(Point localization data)
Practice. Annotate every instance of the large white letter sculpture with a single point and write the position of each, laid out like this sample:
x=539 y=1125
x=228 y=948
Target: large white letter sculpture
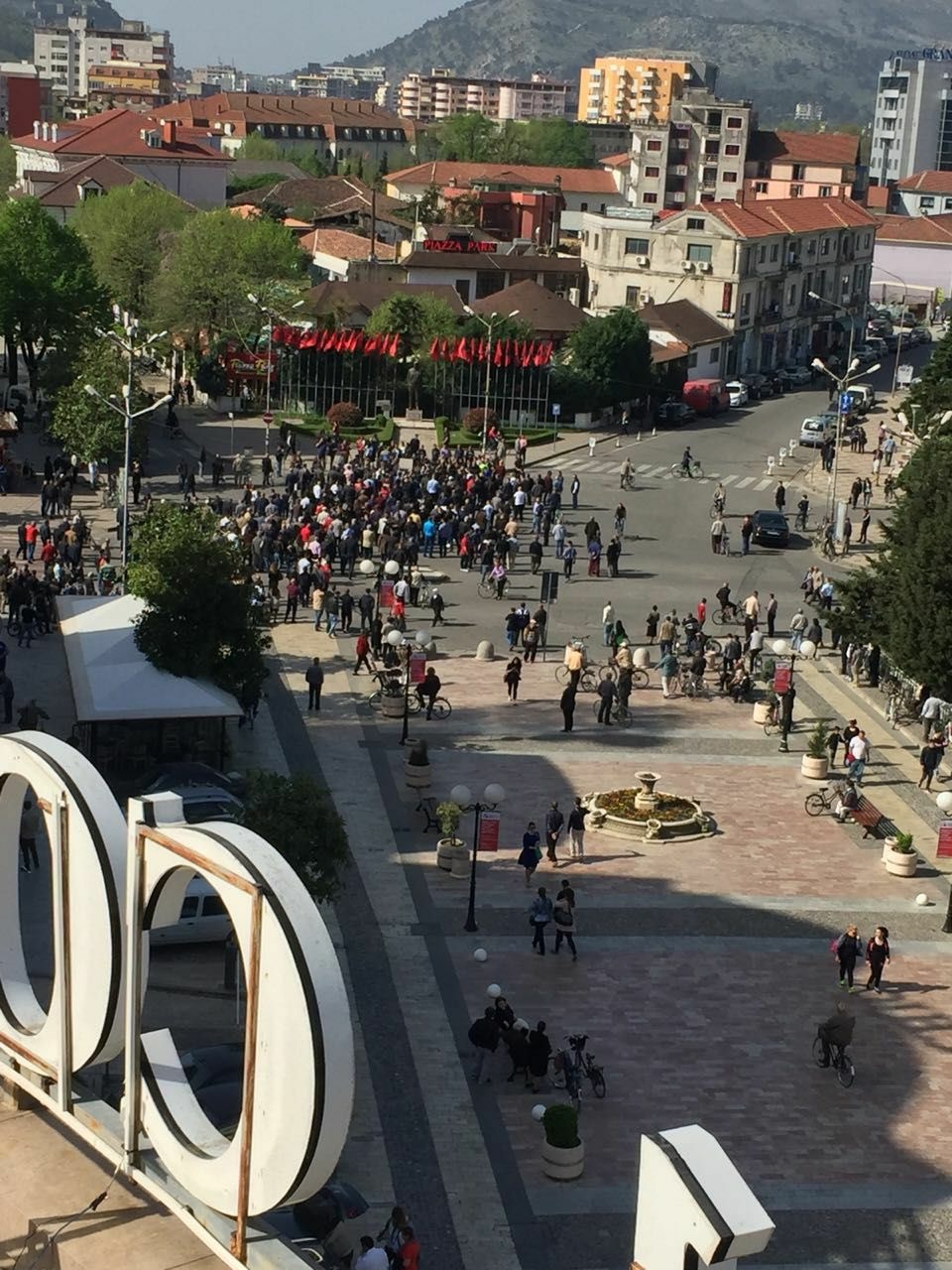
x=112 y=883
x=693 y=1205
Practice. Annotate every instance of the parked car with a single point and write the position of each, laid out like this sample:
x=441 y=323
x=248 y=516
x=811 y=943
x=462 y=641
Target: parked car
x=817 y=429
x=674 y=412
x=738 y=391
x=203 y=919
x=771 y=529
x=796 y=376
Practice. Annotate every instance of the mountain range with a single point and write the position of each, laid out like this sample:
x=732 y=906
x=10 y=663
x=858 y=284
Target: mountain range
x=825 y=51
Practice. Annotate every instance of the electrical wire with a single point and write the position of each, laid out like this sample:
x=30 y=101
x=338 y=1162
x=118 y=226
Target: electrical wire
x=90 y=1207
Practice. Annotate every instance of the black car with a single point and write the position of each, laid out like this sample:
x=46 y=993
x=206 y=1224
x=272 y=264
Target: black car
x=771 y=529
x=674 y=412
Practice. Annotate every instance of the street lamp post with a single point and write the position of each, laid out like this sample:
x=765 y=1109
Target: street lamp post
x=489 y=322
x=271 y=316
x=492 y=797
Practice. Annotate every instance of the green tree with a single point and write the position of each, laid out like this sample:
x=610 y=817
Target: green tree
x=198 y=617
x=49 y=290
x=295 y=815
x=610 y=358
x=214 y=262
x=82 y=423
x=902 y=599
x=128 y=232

*Problem details*: Every line in the data above that includes the word "this" should be copied.

*Reply*:
Practice. Annotate every instance of the large white letter sculpture with a single point and write the position of each, laid out like this sample:
Practice. Annotate every instance of the parked car with a single point and write the position of each, laid out like this sample:
Practice. Annotate every instance of the mountain range with a single point and write the position of each, laid out like this sample:
Practice. Annotate every instance of the electrical wire with a single point and write the position of each, laid out like this sample:
Practice. Annotate every instance of the black car with a single point and write the position of each, laid out like this sample:
Practice. Annotate every instance of the street lamp post with a single point and write the position of each, laid out like this sample:
Practice. Annotate every instance of the green tree with a single point and write the position of each, laid out like this sample:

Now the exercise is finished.